TASK BRIEF:
Return exactly the span of lines in the following data that opens with the line containing "Where can the decorative" and closes with the line containing "Where can the woman's face". Include nothing else.

EXERCISE DATA:
= = = =
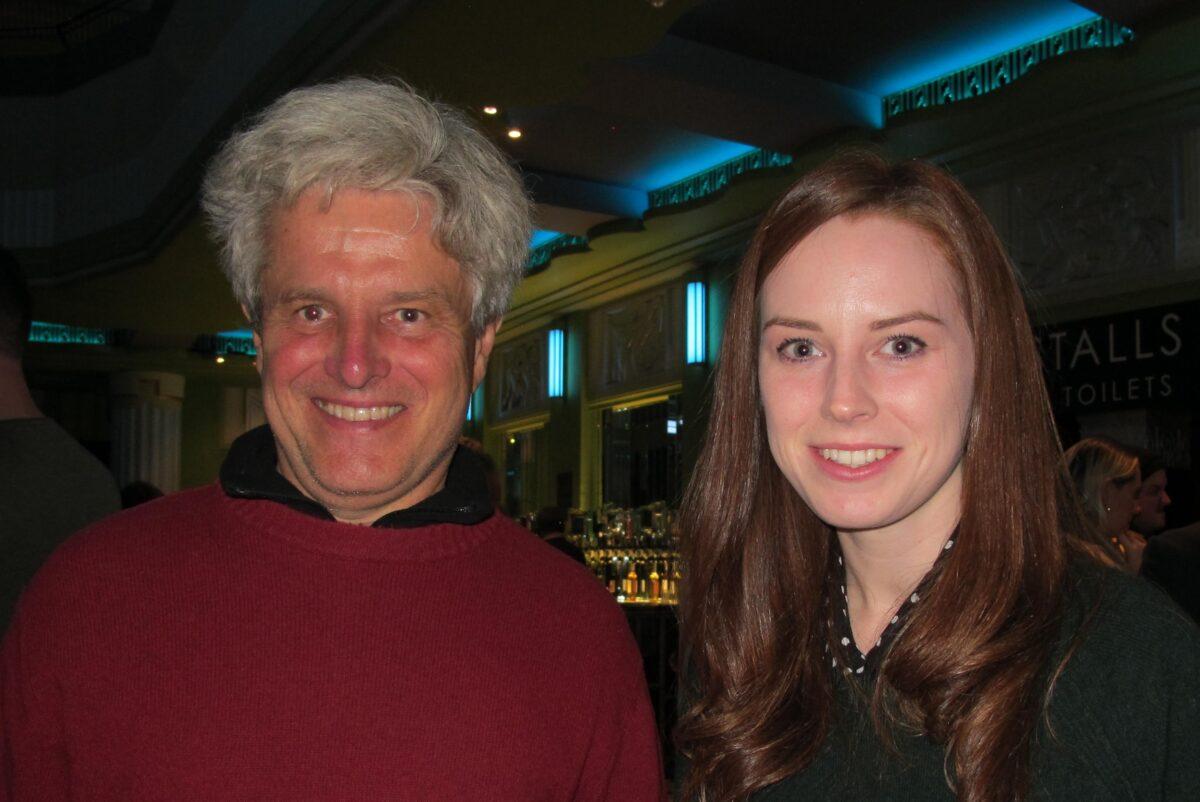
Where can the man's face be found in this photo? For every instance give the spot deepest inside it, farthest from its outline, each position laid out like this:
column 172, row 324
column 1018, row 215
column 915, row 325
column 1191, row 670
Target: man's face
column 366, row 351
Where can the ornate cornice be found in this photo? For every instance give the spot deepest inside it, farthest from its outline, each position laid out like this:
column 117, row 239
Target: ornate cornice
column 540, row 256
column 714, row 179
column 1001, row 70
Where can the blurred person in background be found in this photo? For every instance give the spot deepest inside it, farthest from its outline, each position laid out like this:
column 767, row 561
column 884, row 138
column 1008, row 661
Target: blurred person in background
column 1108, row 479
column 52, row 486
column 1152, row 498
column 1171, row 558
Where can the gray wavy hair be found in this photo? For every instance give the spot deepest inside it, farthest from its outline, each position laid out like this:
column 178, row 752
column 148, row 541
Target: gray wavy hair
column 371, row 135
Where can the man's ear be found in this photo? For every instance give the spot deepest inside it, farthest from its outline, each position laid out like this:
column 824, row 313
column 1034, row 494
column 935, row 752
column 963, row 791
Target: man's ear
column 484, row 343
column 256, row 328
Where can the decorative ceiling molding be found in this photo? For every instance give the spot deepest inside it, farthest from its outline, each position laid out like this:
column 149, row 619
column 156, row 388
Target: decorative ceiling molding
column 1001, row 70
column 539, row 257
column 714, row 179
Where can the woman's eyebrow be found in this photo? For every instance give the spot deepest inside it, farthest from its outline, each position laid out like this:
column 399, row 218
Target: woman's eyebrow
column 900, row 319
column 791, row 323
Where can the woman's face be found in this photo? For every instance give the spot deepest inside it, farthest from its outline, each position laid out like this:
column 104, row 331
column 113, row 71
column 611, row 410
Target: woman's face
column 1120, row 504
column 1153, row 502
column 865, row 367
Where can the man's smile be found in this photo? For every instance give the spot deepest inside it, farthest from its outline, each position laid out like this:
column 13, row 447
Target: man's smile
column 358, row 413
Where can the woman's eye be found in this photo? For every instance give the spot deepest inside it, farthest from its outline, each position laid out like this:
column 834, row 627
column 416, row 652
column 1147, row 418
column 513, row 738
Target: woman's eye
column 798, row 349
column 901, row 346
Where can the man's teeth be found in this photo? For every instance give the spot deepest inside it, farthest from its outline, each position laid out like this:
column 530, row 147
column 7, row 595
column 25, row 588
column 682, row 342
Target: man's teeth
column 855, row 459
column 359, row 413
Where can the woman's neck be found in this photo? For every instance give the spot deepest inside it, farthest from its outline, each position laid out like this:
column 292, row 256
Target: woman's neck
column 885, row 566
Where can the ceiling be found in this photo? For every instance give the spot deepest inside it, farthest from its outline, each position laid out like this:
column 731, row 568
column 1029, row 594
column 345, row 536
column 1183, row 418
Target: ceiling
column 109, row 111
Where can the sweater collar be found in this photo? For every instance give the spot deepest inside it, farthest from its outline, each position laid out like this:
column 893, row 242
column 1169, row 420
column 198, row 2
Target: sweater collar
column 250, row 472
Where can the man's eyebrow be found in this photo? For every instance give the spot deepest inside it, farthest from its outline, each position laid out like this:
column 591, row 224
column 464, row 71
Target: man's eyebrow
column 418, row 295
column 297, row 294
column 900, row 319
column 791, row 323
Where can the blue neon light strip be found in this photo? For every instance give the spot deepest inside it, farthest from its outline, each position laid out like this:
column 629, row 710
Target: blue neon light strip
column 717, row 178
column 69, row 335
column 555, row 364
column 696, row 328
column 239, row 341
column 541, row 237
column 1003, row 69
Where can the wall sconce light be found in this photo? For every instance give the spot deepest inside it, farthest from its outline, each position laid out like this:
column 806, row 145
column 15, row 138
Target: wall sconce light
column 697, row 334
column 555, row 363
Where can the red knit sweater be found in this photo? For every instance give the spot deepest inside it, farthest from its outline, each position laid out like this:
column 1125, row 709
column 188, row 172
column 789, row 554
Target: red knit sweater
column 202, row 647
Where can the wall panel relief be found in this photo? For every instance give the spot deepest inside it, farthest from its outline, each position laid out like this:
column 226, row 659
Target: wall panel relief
= = = =
RESPONSE TO THE EXERCISE:
Where can the decorative ceiling molding be found in this photo? For every instance give the spot deepest inside it, farthest from its outline, each position laid out like this:
column 149, row 619
column 156, row 388
Target: decorative ceiling molding
column 1001, row 70
column 539, row 257
column 714, row 179
Where can the woman's eyebrow be found in this photo? For every instance give the spot deepest inside it, farthest from its outline, each position laid out like this:
column 399, row 218
Target: woman's eyebrow
column 900, row 319
column 791, row 323
Where can the woman's face be found in this photo? For every instance give the spot deepest inside it, farthest from its outline, each position laid out like this:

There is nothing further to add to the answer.